Task list |
a - Please reproduce the David Moores biography word for word between "David Richard Moores" and "2002 for £750m.", inclusive.
b - Carry on writing the David Moores biography from its last sentence.

Page extract |

◆ ◆ ◆ ◆

Honorary Life President of Liverpool F.C.
- In office 6 February 2007 – 22 July 2022

Chairman of Liverpool F.C.
- In office 18 September 1991 – 6 February 2007
- Preceded by: Noel White
- Succeeded by: Tom Hicks & George N. Gillett, Jr.

Personal details
- Born: 15 March 1946 Liverpool, Lancashire, England
- Died: 22 July 2022 (aged 76) Liverpool, Merseyside, England
- Spouses: ; Kathy Anders ​ ​(m. 1976; died 1977)​ ; Marge Walmsley ​ ​(m. 1983; died 2022)​
- Profession: Football executive, chairman

= David Moores =

British football executive (1946–2022)

David Richard Moores (15 March 1946 – 22 July 2022) was a British football executive, chairman of Liverpool F.C. from 1991 to 2007 and later the club's honorary life president.

==Liverpool F.C.==
He became chairman of Liverpool F.C. on 18 September 1991. He owned 17,850 shares which represented 51% of the club. His uncle, Sir John Moores, was chairman of Everton F.C., although he was a small shareholder. John Moores created Littlewoods and made the Moores family one of the wealthiest in the UK. Littlewoods was sold in 2002 for £750m.

The family owned their stake in Liverpool F.C. for over 50 years. However, Moores increasingly sought external investment to help the club develop a new ground, and ended up selling it in 2007, to American investors Tom Hicks and George Gillett, in preference to Sheikh Mohammed and DIC. The deal turned sour soon after.

In 2010, Moores said that "significant shareholders like Granada and Steve Morgan were insistent the board of Liverpool F.C. should accept the Gillett and Hicks offer and left me in no doubt about my legal duty to accept the offer".

◆ ◆ ◆ ◆

Provided data |
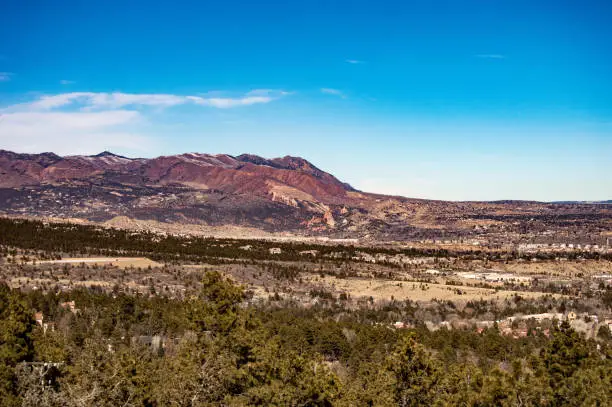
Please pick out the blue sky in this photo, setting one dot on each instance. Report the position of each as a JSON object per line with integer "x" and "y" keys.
{"x": 460, "y": 100}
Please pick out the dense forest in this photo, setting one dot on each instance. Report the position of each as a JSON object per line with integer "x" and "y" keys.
{"x": 217, "y": 347}
{"x": 120, "y": 350}
{"x": 95, "y": 240}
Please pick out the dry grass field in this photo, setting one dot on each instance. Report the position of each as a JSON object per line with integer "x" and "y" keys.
{"x": 402, "y": 290}
{"x": 121, "y": 262}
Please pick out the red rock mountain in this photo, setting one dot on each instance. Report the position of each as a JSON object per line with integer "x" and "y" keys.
{"x": 285, "y": 179}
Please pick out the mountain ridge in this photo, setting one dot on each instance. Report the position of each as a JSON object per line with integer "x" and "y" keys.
{"x": 285, "y": 194}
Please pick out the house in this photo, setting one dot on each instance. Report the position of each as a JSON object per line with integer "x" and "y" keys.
{"x": 39, "y": 317}
{"x": 70, "y": 305}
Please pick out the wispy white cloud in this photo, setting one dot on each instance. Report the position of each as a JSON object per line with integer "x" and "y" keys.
{"x": 334, "y": 92}
{"x": 73, "y": 132}
{"x": 491, "y": 56}
{"x": 117, "y": 100}
{"x": 89, "y": 122}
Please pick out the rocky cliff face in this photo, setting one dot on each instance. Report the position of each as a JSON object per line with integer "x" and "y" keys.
{"x": 286, "y": 194}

◆ ◆ ◆ ◆

Responses by task |
a -
David Richard Moores (15 March 1946 – 22 July 2022) was a British football executive, chairman of Liverpool F.C. from 1991 to 2007 and later the club's honorary life president.

==Liverpool F.C.==
He became chairman of Liverpool F.C. on 18 September 1991. He owned 17,850 shares which represented 51% of the club. His uncle, Sir John Moores, was chairman of Everton F.C., although he was a small shareholder. John Moores created Littlewoods and made the Moores family one of the wealthiest in the UK. Littlewoods was sold in 2002 for £750m.

b -
In a letter to The Times in May 2010, Moores admitted that he "hugely regrets" selling Liverpool to the American duo. Moores called on Gillett and Hicks to step aside and find a suitable buyer for the club. Moores wrote: "I call upon them now to stand back, accept their limitations as joint owners, acknowledge their role in the club's current demise, and stand aside, with dignity".

Under the chairmanship of Moores, Liverpool had a turbulent period between 1991 and 1994 under manager Graeme Souness. When Moores sacked Souness in January 1994, it was the first time a Liverpool manager had been sacked since 1956. Moores said at the time that the decision to sack Souness was made because "the results have been well below what is expected by the club and its supporters."

Under Moores, Liverpool went through their most barren spell for three decades. Though they won the most club competitions over the sixteen years, this excluded the most prized English Premiership. In 2005, Liverpool won a fifth UEFA Champions League after defeating AC Milan in the final.

After the departure of Moores, Kenny Dalglish returned to the manager's position amid rumours that he had wanted to return in the mid-1990s, but was frustrated by the hesitancy and inconsistency of the decision-makers at Liverpool. Dalglish returned as manager in January 2011 but left the club at the end of the 2011–12 season.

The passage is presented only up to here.